◆ Text excerpt
|---|
I thought: that lot used to have bumper cars, not the cheesy kind at amusement parks, the kind with loud engines that reeked of gasoline. They were fast…or seemed so. Around each “car” was a huge tire. When you banged into somebody else, you really bounced. I went there once with friends, a brother, and a cousin, and we laughed hysterically all evening.
Years later, the same cousin took us to a water park in the Middle of Nowhere, Canada. The water park had inner tubes and rapids and no lines – we went for one ride after another after another. It was bliss. If I lived nearby, I would never have worked again!
On the other hand, I remember going to Disneyland with my niece when she was four. She was tall enough for a rollercoaster, but as the ride began, she said: “I don’t think this ride is for my age group!” She cried the whole way.
It can be fun to jostle and bounce around when we know it’s safe. It’s no fun to be bounced around when we aren’t sure. And it’s no fun when life bounces us around. We can think: this part of life’s ride isn’t for us!
In the past few months, there has been much unplanned, unpleasant jostling among some family members, friends, and parishioners: saying goodbye to an old friend moving away, hearing that friends have cancer, blowing a goodbye kiss to a dying parishioner who could no longer talk.
As unpleasant and bumped and jostled as I’ve felt, my faith leads me to believe that as hard – even as horrible – as life can be, it is within a context of safety. Not safety that we won’t be hurt, but that, as Paul says, nothing can separate us from the love of God. Some use the word “saved” to describe this state of being, but I prefer the word “safe,” in the sense that we are held in God’s hand as we laugh hysterically and as we cry pitifully.
Life jostles us, shakes us, bumps us, and worse. Sometimes it’s blissful and centering. Sometimes it’s awful and disorienting. But all of this ride, all of life, is for us.
|---|
◆ Data section
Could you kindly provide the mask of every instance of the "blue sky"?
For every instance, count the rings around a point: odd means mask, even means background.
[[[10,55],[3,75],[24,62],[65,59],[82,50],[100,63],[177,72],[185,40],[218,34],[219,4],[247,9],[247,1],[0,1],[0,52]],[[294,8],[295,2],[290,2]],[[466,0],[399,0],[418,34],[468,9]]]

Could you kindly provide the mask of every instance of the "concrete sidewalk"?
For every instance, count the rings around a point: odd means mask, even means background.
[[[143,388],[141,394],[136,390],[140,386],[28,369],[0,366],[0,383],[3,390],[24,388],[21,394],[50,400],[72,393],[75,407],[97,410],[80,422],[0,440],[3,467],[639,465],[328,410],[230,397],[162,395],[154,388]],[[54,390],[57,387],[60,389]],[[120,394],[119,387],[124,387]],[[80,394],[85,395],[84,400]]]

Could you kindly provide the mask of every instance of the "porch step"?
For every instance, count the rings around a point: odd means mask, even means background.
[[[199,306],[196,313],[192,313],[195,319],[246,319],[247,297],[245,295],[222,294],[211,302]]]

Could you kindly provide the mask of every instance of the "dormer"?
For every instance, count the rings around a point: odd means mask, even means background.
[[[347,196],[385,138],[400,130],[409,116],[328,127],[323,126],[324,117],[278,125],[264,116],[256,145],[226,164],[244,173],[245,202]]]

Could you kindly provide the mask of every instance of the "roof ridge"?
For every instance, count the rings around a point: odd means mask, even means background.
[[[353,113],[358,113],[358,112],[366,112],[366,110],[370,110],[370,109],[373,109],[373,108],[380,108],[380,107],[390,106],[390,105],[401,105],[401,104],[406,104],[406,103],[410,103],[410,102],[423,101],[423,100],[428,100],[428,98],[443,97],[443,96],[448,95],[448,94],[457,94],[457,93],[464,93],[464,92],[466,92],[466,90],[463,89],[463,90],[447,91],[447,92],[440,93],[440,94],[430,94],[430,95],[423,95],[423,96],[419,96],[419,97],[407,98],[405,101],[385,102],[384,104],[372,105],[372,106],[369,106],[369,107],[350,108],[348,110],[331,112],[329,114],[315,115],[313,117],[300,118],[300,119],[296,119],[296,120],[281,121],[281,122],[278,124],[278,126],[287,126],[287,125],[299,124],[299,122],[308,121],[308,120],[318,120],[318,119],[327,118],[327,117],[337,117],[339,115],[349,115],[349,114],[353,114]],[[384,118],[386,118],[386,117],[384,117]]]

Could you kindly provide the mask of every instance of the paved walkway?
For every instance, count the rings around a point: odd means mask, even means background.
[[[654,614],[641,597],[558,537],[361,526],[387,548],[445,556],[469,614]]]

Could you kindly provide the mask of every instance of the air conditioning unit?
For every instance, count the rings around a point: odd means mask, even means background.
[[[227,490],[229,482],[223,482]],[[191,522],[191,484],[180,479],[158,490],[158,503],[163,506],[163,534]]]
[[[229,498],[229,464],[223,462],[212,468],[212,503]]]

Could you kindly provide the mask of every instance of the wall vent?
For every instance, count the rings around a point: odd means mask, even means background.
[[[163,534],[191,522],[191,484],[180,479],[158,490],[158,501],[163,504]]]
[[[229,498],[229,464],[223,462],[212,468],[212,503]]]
|---|
◆ The task
In the reflection on life's bumps and jostling, why does the writer prefer the word "safe" to "saved"? Answer in one to three sentences.

◆ Task response
The writer prefers "safe" because it means being held in God's hand both as we laugh hysterically and as we cry pitifully. This is not safety from being hurt. It is the assurance, as Paul says, that nothing can separate us from the love of God.